• [WHAT YOU WILL DO] Convert the data below into a Markdown table with the columns Row and Line, one numbered row per line and no rows for blank lines. Leave the pictures out of the table.

%%

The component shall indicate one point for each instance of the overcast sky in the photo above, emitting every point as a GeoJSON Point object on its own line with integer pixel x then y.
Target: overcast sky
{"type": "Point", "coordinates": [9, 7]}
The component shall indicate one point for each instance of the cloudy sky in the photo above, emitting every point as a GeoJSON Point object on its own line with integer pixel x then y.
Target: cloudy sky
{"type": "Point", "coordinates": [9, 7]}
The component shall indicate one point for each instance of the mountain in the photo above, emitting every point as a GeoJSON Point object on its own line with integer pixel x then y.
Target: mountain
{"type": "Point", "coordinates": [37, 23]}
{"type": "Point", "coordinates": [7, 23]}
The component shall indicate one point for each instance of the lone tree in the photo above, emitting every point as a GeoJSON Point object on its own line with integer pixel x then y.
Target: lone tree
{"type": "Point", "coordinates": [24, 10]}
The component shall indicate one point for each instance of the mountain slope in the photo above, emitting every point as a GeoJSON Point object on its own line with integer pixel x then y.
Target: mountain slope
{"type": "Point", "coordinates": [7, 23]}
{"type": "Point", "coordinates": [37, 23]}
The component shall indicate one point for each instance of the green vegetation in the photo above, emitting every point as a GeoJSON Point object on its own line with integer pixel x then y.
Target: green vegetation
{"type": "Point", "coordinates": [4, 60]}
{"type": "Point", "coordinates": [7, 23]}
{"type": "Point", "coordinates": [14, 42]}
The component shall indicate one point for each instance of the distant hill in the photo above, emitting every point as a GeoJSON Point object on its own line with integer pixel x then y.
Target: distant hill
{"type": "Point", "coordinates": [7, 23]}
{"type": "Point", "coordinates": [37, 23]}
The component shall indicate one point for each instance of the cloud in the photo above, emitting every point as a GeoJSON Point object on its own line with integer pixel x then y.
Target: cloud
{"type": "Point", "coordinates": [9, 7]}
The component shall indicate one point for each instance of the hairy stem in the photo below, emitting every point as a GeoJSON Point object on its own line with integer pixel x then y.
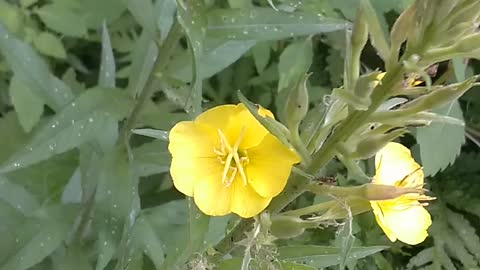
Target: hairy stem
{"type": "Point", "coordinates": [298, 184]}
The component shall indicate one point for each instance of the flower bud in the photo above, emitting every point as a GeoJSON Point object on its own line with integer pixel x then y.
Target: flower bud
{"type": "Point", "coordinates": [11, 17]}
{"type": "Point", "coordinates": [400, 30]}
{"type": "Point", "coordinates": [297, 104]}
{"type": "Point", "coordinates": [365, 85]}
{"type": "Point", "coordinates": [373, 143]}
{"type": "Point", "coordinates": [439, 97]}
{"type": "Point", "coordinates": [376, 192]}
{"type": "Point", "coordinates": [468, 44]}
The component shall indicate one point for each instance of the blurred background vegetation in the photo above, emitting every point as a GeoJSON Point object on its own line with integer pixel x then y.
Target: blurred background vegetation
{"type": "Point", "coordinates": [54, 52]}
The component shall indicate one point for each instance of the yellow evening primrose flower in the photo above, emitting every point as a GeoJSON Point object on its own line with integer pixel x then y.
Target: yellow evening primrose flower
{"type": "Point", "coordinates": [228, 162]}
{"type": "Point", "coordinates": [403, 218]}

%%

• [FULL OUTPUT]
| Row | Line |
|---|---|
| 1 | The component shall indicate one point for each instance of the overcast sky in the photo above, emitting every point as a GeoJSON Point object on its own line with integer pixel x then y. |
| 2 | Target: overcast sky |
| 3 | {"type": "Point", "coordinates": [9, 7]} |
| 4 | The component shall indicate one point for each instance of the cloudy sky in the photo above, emitting every point as a GeoJSON Point object on its own line with integer pixel x then y. |
| 5 | Target: cloudy sky |
| 6 | {"type": "Point", "coordinates": [9, 7]} |
| 7 | The component shall indicate one point for each instance of the mountain in the photo above, emitting every point as a GeoJSON Point object on its own line with integer pixel x then y. |
| 8 | Target: mountain |
| 9 | {"type": "Point", "coordinates": [37, 23]} |
| 10 | {"type": "Point", "coordinates": [7, 23]} |
| 11 | The component shall indicate one point for each instance of the lone tree in the photo above, emitting every point as a GeoJSON Point object on its own line with integer pixel x then y. |
| 12 | Target: lone tree |
| 13 | {"type": "Point", "coordinates": [24, 10]} |
| 14 | The component shall indicate one point for each instance of the mountain slope in the photo above, emitting every point as a GeoJSON Point object on its own line with integer pixel x then y. |
| 15 | Target: mountain slope |
| 16 | {"type": "Point", "coordinates": [7, 23]} |
| 17 | {"type": "Point", "coordinates": [37, 23]} |
| 18 | The component shall indicate one point for each instance of the green vegetation in the photo above, emitting every point as a GeoJSON Point object on its own line with integer pixel x then y. |
| 19 | Target: green vegetation |
| 20 | {"type": "Point", "coordinates": [4, 60]} |
| 21 | {"type": "Point", "coordinates": [7, 23]} |
| 22 | {"type": "Point", "coordinates": [14, 42]} |
| 23 | The component shall indicate one point for each instance of the distant hill in the photo above, emitting every point as a GeoJSON Point object on its own line with integer pixel x then y. |
| 24 | Target: distant hill |
| 25 | {"type": "Point", "coordinates": [7, 23]} |
| 26 | {"type": "Point", "coordinates": [37, 23]} |
| 27 | The component shall indicate one point for each instance of the cloud in the photo above, emitting every point as a GeoJSON Point object on its own line with integer pixel x then y. |
| 28 | Target: cloud |
| 29 | {"type": "Point", "coordinates": [9, 7]} |
| 30 | The component shall indicate one point for each instance of the hairy stem in the photo below, emitting every point as a GeoJSON Point object on its own line with integer pixel x then y. |
| 31 | Target: hairy stem |
| 32 | {"type": "Point", "coordinates": [298, 184]} |
| 33 | The component shall indicate one point for each instance of the flower bud in the photo above, emitting every point as a GeoJSON Point object on its own line with integer pixel x then y. |
| 34 | Target: flower bud |
| 35 | {"type": "Point", "coordinates": [11, 17]} |
| 36 | {"type": "Point", "coordinates": [400, 30]} |
| 37 | {"type": "Point", "coordinates": [297, 104]} |
| 38 | {"type": "Point", "coordinates": [365, 85]} |
| 39 | {"type": "Point", "coordinates": [373, 143]} |
| 40 | {"type": "Point", "coordinates": [439, 97]} |
| 41 | {"type": "Point", "coordinates": [376, 192]} |
| 42 | {"type": "Point", "coordinates": [468, 44]} |
| 43 | The component shall indicate one point for each instance of the blurred background vegetation in the photo above, emitting every point as a GeoJSON Point object on its own line with integer pixel x then y. |
| 44 | Target: blurred background vegetation |
| 45 | {"type": "Point", "coordinates": [54, 52]} |
| 46 | The component shall indicate one point for each instance of the yellow evening primrose flower in the photo above, emitting every point as a GeoJSON Point object on its own line with integer pixel x then y. |
| 47 | Target: yellow evening primrose flower |
| 48 | {"type": "Point", "coordinates": [228, 162]} |
| 49 | {"type": "Point", "coordinates": [403, 218]} |